### Stated goal
Exactly and only the lines from the one with "the brown ceramic" through the end of the listing are to be transcribed, both ends included.

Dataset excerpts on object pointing

* * * *

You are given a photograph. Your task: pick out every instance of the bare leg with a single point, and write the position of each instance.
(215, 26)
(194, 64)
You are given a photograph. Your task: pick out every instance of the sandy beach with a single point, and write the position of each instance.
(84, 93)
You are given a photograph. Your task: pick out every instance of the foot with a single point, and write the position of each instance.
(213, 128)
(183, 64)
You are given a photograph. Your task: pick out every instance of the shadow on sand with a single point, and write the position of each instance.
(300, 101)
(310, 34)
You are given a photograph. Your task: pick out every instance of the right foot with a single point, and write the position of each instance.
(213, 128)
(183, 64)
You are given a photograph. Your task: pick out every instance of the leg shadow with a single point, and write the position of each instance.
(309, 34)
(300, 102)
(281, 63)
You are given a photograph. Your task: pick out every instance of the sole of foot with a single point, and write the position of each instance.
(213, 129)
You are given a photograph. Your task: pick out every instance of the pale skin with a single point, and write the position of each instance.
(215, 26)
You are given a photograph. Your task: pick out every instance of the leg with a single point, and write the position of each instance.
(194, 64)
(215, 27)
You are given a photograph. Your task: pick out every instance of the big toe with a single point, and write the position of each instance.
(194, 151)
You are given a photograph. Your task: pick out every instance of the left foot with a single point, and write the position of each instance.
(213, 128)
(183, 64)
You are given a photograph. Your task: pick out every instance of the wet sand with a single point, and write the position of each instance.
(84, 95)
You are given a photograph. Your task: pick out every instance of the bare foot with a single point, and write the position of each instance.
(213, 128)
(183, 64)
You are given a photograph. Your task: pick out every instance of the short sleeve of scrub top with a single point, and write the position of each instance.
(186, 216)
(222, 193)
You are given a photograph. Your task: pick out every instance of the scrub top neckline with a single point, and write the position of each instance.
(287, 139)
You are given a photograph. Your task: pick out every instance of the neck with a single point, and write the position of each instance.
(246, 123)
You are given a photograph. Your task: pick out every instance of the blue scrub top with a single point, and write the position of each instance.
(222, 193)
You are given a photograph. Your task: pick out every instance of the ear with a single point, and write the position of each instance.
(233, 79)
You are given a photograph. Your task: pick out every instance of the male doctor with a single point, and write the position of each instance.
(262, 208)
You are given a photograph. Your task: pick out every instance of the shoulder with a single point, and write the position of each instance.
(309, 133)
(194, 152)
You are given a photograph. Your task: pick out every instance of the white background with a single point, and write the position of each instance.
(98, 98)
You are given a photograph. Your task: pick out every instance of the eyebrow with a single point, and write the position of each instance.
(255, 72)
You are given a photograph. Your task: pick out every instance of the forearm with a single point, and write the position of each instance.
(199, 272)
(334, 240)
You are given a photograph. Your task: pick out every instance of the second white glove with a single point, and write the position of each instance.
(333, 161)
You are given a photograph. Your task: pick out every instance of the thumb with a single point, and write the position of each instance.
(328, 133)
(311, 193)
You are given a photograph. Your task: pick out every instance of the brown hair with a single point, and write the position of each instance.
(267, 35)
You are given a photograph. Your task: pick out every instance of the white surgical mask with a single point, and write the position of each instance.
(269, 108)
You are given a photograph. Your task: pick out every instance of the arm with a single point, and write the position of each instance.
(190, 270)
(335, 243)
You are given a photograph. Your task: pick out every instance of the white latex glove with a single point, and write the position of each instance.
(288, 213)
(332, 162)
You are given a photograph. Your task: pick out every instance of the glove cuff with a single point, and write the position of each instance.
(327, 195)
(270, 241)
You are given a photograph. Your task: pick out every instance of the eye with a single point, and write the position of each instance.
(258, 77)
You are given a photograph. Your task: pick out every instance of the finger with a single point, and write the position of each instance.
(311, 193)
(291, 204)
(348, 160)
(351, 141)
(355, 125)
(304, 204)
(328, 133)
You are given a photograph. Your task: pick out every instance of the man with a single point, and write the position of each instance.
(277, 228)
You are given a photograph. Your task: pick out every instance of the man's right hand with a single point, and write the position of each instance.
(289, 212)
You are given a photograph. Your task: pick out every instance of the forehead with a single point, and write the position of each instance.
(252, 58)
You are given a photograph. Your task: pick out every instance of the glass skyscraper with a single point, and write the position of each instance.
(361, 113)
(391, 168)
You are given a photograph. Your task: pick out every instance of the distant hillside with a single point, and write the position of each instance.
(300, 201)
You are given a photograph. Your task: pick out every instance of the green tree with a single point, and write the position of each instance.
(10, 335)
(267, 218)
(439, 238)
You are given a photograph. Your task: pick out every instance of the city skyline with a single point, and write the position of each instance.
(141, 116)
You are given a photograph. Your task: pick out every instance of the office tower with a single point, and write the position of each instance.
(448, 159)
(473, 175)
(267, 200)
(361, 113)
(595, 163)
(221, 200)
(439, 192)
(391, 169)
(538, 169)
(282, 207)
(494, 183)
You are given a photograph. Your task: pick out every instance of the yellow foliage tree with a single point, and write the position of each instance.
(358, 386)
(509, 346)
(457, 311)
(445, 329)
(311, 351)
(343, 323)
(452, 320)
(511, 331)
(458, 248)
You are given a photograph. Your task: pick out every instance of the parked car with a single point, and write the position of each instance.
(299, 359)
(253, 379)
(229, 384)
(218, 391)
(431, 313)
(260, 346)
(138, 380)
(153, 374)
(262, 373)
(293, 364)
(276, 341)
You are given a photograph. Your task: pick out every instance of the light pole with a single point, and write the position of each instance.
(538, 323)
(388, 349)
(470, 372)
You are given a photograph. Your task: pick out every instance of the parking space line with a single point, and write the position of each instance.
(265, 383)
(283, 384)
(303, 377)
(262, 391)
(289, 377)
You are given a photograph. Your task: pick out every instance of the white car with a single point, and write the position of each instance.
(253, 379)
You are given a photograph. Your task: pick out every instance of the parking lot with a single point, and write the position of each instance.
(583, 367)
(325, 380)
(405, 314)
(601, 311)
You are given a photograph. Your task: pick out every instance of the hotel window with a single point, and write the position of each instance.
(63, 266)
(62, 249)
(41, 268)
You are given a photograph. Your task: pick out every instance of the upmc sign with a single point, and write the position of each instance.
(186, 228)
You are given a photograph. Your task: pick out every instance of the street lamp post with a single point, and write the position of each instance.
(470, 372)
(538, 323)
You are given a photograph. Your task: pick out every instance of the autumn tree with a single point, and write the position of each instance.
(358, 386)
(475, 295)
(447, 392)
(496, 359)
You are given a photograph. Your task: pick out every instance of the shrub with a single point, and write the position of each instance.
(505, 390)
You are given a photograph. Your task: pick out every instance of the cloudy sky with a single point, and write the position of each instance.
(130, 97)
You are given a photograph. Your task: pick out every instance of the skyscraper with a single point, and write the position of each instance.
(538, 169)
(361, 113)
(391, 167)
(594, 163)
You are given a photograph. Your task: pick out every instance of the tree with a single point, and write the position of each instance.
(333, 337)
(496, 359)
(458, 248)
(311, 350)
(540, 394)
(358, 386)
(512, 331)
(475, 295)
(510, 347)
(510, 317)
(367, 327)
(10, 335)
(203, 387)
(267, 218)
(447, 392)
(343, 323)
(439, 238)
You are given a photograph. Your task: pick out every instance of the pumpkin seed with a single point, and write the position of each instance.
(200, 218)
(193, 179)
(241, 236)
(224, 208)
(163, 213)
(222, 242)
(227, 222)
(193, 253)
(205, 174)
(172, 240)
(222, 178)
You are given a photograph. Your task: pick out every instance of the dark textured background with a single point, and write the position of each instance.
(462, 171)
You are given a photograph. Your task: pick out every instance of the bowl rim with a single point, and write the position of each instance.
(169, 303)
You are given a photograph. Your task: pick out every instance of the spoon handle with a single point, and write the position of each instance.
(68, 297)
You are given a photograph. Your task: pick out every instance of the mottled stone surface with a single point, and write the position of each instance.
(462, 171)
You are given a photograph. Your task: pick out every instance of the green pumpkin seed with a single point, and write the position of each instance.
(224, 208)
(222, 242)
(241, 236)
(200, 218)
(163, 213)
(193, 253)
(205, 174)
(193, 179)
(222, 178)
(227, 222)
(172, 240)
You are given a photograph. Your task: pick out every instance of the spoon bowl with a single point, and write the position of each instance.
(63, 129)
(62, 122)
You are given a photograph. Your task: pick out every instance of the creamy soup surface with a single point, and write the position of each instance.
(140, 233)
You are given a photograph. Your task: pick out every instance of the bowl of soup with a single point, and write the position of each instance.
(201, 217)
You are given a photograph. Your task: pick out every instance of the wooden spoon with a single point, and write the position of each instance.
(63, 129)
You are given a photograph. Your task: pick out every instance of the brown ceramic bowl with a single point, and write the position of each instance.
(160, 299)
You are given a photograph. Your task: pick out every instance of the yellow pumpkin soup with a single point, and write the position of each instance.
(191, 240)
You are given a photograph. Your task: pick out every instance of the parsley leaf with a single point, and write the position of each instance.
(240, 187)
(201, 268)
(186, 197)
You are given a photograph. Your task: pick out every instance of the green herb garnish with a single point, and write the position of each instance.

* * * *

### Finished task
You are given a photograph. Your task: pick out every instance of the brown ceramic bowl with a single point, and write the position of each instance.
(160, 299)
You are given a photograph. Your task: pick out every instance of the yellow pumpkin soup with a single point, and write the position of each instance.
(191, 240)
You are given a photograph. Your task: pick out every instance of the parsley leaf with a single point, and write the position of each instance.
(240, 187)
(201, 268)
(186, 197)
You are given a photograph. Your task: pick out every instance of the green herb garnish with a single point, and write the position of each instance.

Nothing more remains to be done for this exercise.